____ INPUT RECORDS
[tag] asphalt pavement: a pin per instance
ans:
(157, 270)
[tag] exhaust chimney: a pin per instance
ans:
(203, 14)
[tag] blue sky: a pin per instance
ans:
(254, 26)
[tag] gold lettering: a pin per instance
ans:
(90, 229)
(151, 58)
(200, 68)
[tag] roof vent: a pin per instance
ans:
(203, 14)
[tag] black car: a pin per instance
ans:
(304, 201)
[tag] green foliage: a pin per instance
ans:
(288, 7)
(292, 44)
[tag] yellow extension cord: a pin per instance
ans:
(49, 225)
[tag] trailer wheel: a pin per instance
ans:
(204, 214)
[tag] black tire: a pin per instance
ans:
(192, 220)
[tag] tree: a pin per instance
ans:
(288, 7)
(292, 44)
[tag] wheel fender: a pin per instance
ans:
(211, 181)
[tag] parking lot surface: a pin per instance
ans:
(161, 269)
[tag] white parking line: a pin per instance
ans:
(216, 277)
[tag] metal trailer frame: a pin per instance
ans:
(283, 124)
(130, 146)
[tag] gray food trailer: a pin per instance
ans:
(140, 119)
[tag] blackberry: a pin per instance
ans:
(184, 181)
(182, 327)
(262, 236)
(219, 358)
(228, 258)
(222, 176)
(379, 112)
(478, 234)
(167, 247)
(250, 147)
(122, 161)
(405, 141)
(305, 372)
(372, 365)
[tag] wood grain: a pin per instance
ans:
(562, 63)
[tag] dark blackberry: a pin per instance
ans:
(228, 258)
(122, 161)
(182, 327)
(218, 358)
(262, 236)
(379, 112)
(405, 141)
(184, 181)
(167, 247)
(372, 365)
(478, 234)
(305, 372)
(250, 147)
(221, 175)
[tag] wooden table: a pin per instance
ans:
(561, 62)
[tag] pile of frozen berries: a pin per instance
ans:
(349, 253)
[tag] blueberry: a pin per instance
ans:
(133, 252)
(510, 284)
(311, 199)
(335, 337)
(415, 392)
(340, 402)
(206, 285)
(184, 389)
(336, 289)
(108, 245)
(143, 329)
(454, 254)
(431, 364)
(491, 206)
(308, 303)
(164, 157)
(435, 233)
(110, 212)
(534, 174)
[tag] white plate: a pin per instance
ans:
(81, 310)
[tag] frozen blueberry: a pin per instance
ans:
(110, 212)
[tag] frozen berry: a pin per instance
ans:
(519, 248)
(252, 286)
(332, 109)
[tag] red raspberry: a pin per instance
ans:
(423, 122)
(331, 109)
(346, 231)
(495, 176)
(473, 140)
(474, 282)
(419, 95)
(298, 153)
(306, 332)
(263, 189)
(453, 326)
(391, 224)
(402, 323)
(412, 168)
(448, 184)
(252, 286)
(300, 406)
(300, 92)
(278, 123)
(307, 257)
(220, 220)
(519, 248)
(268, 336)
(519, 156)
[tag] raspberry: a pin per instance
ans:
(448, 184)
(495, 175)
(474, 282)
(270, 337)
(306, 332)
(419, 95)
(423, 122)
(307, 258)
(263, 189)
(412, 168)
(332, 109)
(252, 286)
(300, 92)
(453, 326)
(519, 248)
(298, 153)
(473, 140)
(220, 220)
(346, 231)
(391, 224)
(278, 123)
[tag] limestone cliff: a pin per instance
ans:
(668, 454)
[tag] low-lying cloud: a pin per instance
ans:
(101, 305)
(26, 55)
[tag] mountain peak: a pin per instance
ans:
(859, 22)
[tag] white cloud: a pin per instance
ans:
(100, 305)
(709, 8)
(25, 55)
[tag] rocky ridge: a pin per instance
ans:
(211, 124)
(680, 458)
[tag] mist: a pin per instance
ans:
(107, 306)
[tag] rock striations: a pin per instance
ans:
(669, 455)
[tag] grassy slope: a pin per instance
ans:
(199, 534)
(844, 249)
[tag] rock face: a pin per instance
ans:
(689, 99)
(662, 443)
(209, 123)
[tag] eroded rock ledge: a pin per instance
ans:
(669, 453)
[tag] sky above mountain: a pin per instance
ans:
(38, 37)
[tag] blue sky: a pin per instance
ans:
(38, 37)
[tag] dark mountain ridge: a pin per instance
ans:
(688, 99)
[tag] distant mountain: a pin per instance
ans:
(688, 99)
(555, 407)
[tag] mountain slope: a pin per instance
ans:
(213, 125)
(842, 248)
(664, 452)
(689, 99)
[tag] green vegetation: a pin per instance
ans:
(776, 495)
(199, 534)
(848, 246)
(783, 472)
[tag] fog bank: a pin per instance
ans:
________
**STATED EXERCISE**
Lay out the lines above as a Markdown table with two columns, Row and Line. Number each line in order and skip any blank ones.

**EXERCISE OUTPUT**
| Row | Line |
|---|---|
| 1 | [tag] asphalt pavement: a pin per instance |
| 2 | ans: |
| 3 | (157, 270) |
| 4 | [tag] exhaust chimney: a pin per instance |
| 5 | ans: |
| 6 | (203, 14) |
| 7 | [tag] blue sky: a pin per instance |
| 8 | ans: |
| 9 | (254, 26) |
| 10 | [tag] gold lettering: a pin per instance |
| 11 | ans: |
| 12 | (90, 229) |
| 13 | (151, 58) |
| 14 | (200, 68) |
| 15 | [tag] roof vent: a pin per instance |
| 16 | ans: |
| 17 | (203, 14) |
| 18 | [tag] black car: a pin per instance |
| 19 | ans: |
| 20 | (304, 201) |
| 21 | [tag] green foliage: a pin per instance |
| 22 | ans: |
| 23 | (288, 7) |
| 24 | (292, 44) |
| 25 | [tag] yellow extension cord: a pin per instance |
| 26 | ans: |
| 27 | (49, 225) |
| 28 | [tag] trailer wheel: a pin per instance |
| 29 | ans: |
| 30 | (204, 214) |
| 31 | [tag] black tire: a pin per instance |
| 32 | ans: |
| 33 | (192, 220) |
| 34 | [tag] tree: a pin per instance |
| 35 | ans: |
| 36 | (288, 7) |
| 37 | (292, 44) |
| 38 | [tag] wheel fender: a pin per instance |
| 39 | ans: |
| 40 | (211, 181) |
| 41 | [tag] parking lot surface: a pin per instance |
| 42 | ans: |
| 43 | (161, 269) |
| 44 | [tag] white parking line: a pin per instance |
| 45 | ans: |
| 46 | (216, 277) |
| 47 | [tag] metal trailer frame: a pin per instance |
| 48 | ans: |
| 49 | (283, 124) |
| 50 | (130, 146) |
| 51 | [tag] gray food trailer: a pin per instance |
| 52 | ans: |
| 53 | (140, 119) |
| 54 | [tag] blackberry: a pin per instance |
| 55 | ans: |
| 56 | (184, 181) |
| 57 | (182, 327) |
| 58 | (262, 236) |
| 59 | (219, 358) |
| 60 | (228, 258) |
| 61 | (222, 176) |
| 62 | (379, 112) |
| 63 | (478, 234) |
| 64 | (167, 247) |
| 65 | (250, 147) |
| 66 | (122, 161) |
| 67 | (405, 141) |
| 68 | (305, 372) |
| 69 | (372, 365) |
| 70 | [tag] wood grain: a pin per instance |
| 71 | ans: |
| 72 | (562, 63) |
| 73 | [tag] dark blackberry: a pin per instance |
| 74 | ans: |
| 75 | (228, 258) |
| 76 | (122, 161) |
| 77 | (182, 327) |
| 78 | (218, 358) |
| 79 | (262, 236) |
| 80 | (379, 112) |
| 81 | (405, 141) |
| 82 | (184, 181) |
| 83 | (167, 247) |
| 84 | (372, 365) |
| 85 | (478, 234) |
| 86 | (305, 372) |
| 87 | (250, 147) |
| 88 | (221, 175) |
| 89 | [tag] wooden table: a pin per instance |
| 90 | ans: |
| 91 | (561, 62) |
| 92 | [tag] pile of frozen berries: a pin per instance |
| 93 | ans: |
| 94 | (349, 253) |
| 95 | [tag] blueberry: a pin per instance |
| 96 | ans: |
| 97 | (133, 252) |
| 98 | (510, 284) |
| 99 | (311, 199) |
| 100 | (335, 337) |
| 101 | (415, 392) |
| 102 | (340, 402) |
| 103 | (206, 285) |
| 104 | (184, 389) |
| 105 | (336, 289) |
| 106 | (108, 245) |
| 107 | (143, 329) |
| 108 | (454, 254) |
| 109 | (431, 364) |
| 110 | (491, 206) |
| 111 | (308, 303) |
| 112 | (164, 157) |
| 113 | (435, 233) |
| 114 | (110, 212) |
| 115 | (534, 174) |
| 116 | [tag] white plate: a pin per instance |
| 117 | ans: |
| 118 | (81, 310) |
| 119 | [tag] frozen blueberry: a pin per instance |
| 120 | ans: |
| 121 | (110, 212) |
| 122 | [tag] frozen berry: a pin per instance |
| 123 | ans: |
| 124 | (519, 248) |
| 125 | (252, 286) |
| 126 | (332, 109) |
| 127 | [tag] red raspberry: a pin per instance |
| 128 | ans: |
| 129 | (423, 122) |
| 130 | (331, 109) |
| 131 | (346, 231) |
| 132 | (495, 176) |
| 133 | (473, 140) |
| 134 | (474, 282) |
| 135 | (419, 95) |
| 136 | (298, 153) |
| 137 | (306, 332) |
| 138 | (263, 189) |
| 139 | (453, 326) |
| 140 | (391, 224) |
| 141 | (402, 323) |
| 142 | (412, 168) |
| 143 | (448, 184) |
| 144 | (252, 286) |
| 145 | (300, 406) |
| 146 | (300, 92) |
| 147 | (278, 123) |
| 148 | (307, 257) |
| 149 | (220, 220) |
| 150 | (519, 248) |
| 151 | (268, 336) |
| 152 | (519, 156) |
| 153 | [tag] raspberry: a pin per instance |
| 154 | ans: |
| 155 | (448, 184) |
| 156 | (495, 175) |
| 157 | (474, 282) |
| 158 | (270, 337) |
| 159 | (306, 332) |
| 160 | (419, 95) |
| 161 | (423, 122) |
| 162 | (307, 258) |
| 163 | (263, 189) |
| 164 | (412, 168) |
| 165 | (332, 109) |
| 166 | (252, 286) |
| 167 | (300, 92) |
| 168 | (453, 326) |
| 169 | (519, 248) |
| 170 | (298, 153) |
| 171 | (473, 140) |
| 172 | (220, 220) |
| 173 | (346, 231) |
| 174 | (391, 224) |
| 175 | (278, 123) |
| 176 | [tag] limestone cliff: a pin per instance |
| 177 | ans: |
| 178 | (668, 454) |
| 179 | [tag] low-lying cloud: a pin per instance |
| 180 | ans: |
| 181 | (101, 305) |
| 182 | (26, 55) |
| 183 | [tag] mountain peak: a pin per instance |
| 184 | ans: |
| 185 | (859, 22) |
| 186 | [tag] white cloud: a pin per instance |
| 187 | ans: |
| 188 | (100, 305) |
| 189 | (709, 8) |
| 190 | (25, 55) |
| 191 | [tag] rocky ridge: a pin per instance |
| 192 | ans: |
| 193 | (211, 124) |
| 194 | (680, 458) |
| 195 | [tag] mist: a pin per instance |
| 196 | ans: |
| 197 | (107, 306) |
| 198 | [tag] rock striations: a pin per instance |
| 199 | ans: |
| 200 | (669, 455) |
| 201 | [tag] grassy slope: a pin per instance |
| 202 | ans: |
| 203 | (199, 534) |
| 204 | (844, 249) |
| 205 | [tag] rock face: a pin per instance |
| 206 | ans: |
| 207 | (689, 99) |
| 208 | (662, 443) |
| 209 | (209, 123) |
| 210 | [tag] eroded rock ledge: a pin per instance |
| 211 | ans: |
| 212 | (669, 453) |
| 213 | [tag] sky above mountain: a pin per instance |
| 214 | ans: |
| 215 | (38, 37) |
| 216 | [tag] blue sky: a pin per instance |
| 217 | ans: |
| 218 | (38, 37) |
| 219 | [tag] dark mountain ridge: a pin per instance |
| 220 | ans: |
| 221 | (688, 99) |
| 222 | [tag] distant mountain: a pin per instance |
| 223 | ans: |
| 224 | (688, 99) |
| 225 | (555, 407) |
| 226 | [tag] mountain slope: a pin per instance |
| 227 | ans: |
| 228 | (213, 125) |
| 229 | (842, 248) |
| 230 | (664, 452) |
| 231 | (689, 99) |
| 232 | [tag] green vegetation: a pin per instance |
| 233 | ans: |
| 234 | (776, 495) |
| 235 | (199, 534) |
| 236 | (848, 246) |
| 237 | (783, 472) |
| 238 | [tag] fog bank: a pin per instance |
| 239 | ans: |